Start of Block

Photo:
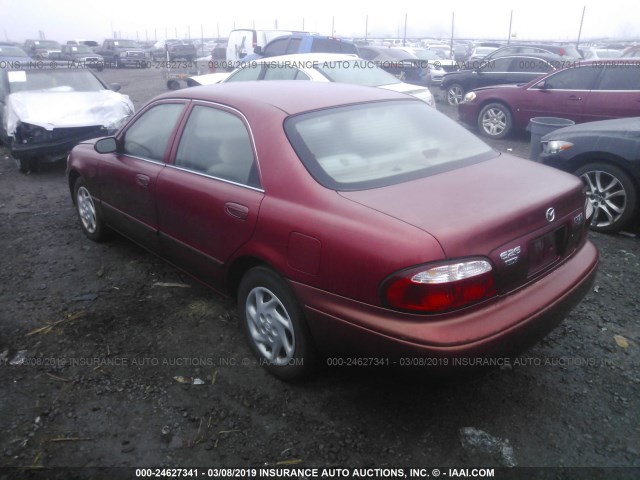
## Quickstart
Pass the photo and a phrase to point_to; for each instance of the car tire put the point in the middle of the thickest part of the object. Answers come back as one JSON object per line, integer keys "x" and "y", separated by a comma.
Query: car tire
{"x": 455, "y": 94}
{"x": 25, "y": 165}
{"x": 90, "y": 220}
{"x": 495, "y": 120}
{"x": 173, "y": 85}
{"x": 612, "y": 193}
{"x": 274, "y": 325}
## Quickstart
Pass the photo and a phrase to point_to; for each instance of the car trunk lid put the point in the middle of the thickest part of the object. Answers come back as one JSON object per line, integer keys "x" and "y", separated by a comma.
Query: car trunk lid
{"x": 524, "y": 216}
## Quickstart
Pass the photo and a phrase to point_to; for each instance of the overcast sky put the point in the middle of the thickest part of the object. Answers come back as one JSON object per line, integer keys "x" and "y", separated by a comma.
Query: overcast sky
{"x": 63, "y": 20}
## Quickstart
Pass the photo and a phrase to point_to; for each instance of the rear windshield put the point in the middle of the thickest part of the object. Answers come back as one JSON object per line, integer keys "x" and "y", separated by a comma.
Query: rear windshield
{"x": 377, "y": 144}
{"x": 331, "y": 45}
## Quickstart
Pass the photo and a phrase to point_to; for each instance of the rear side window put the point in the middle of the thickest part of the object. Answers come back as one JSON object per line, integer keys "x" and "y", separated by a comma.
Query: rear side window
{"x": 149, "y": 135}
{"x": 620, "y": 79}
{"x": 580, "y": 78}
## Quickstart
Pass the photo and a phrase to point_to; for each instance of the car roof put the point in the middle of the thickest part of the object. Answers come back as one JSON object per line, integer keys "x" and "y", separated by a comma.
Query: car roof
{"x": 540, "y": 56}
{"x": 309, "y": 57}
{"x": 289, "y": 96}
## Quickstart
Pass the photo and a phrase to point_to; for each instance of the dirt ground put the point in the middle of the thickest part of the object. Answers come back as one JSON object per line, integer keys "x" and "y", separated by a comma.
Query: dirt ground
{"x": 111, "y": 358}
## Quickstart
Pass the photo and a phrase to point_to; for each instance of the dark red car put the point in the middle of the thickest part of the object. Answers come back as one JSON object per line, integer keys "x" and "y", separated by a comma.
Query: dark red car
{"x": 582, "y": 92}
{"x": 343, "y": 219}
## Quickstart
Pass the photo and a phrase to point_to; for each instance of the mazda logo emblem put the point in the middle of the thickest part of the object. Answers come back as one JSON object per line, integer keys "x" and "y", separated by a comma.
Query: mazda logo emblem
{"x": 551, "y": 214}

End of Block
Start of Block

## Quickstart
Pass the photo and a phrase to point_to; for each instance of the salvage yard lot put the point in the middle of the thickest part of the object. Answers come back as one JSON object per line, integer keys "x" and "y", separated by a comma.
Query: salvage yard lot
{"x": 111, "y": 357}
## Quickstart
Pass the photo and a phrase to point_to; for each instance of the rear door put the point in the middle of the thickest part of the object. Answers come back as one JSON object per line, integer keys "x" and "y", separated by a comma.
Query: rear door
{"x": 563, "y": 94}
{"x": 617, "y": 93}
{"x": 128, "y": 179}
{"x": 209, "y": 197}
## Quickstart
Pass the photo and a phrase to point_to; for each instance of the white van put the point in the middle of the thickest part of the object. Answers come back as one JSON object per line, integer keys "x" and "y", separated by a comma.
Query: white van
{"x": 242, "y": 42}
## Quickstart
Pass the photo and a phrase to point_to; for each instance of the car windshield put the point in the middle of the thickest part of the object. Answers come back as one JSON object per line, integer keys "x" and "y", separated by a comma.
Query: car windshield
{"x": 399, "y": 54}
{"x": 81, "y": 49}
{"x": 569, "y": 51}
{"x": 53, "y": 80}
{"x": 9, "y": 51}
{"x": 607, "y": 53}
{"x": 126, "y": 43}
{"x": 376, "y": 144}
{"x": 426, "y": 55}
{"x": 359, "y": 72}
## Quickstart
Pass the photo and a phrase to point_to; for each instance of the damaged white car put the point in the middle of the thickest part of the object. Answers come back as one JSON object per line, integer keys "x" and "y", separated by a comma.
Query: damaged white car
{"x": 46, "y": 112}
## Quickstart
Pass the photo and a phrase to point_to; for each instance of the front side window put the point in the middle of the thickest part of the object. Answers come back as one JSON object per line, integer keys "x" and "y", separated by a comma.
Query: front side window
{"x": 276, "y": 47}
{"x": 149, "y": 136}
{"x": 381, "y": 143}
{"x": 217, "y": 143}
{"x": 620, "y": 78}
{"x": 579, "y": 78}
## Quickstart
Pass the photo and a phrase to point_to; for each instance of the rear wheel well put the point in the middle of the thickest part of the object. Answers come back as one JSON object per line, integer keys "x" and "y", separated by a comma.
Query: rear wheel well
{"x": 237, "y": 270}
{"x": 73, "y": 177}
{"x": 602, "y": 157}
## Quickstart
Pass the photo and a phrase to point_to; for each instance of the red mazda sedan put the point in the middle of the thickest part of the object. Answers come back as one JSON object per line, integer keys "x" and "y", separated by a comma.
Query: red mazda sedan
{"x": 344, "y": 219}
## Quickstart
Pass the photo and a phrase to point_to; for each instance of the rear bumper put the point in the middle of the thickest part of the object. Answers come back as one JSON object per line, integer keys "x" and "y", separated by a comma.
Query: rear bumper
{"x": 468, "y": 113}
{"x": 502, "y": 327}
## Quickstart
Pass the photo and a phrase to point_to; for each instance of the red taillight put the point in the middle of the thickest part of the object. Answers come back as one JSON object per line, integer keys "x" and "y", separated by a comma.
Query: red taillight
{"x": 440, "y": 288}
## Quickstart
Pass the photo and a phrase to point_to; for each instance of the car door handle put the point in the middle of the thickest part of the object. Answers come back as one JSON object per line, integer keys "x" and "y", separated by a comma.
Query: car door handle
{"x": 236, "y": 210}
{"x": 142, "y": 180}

End of Block
Start of Block

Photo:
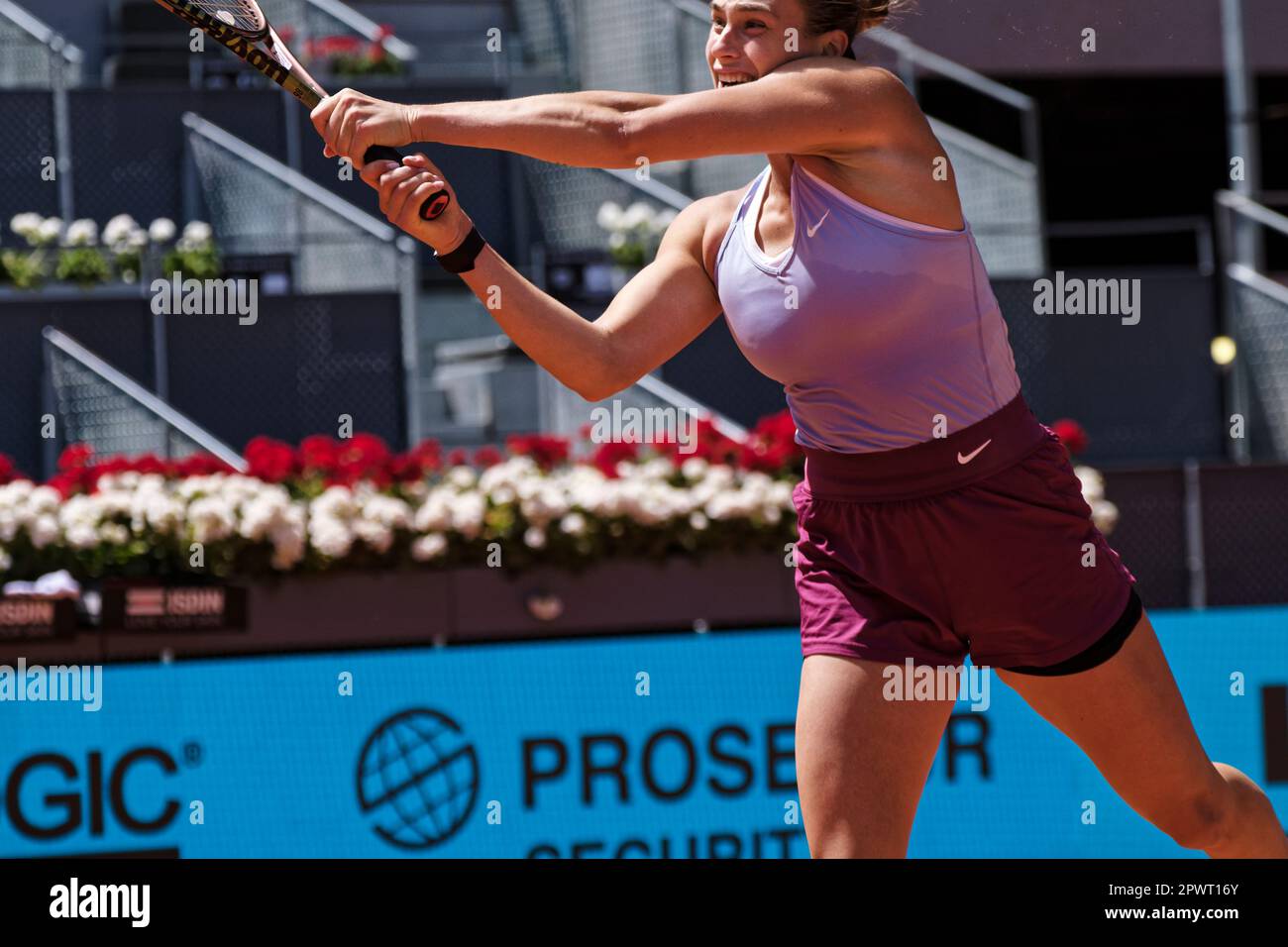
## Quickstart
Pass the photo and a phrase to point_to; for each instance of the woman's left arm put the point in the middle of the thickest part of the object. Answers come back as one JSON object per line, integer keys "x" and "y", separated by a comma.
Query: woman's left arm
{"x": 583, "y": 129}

End of Block

*Required work*
Start with the line above that contains "the car trunk" and end with the line that contains "of the overcast". Write out those lines exactly, and only those.

*Response*
Pass the photo and a phrase to point_to; for each instance of the car trunk lid put the point in the middle of the thickest part of the object. Answers come back as one JSON object per line, integer keys "x" and "y", separated by a comma.
Query: car trunk lid
{"x": 524, "y": 216}
## Quickstart
Pass the photo and a phrase to point_to; for each instance of the overcast sky put the point in the middle of the thickest part of the object. Answers come back as one JSON object per line, integer keys "x" and "y", separated by a comma.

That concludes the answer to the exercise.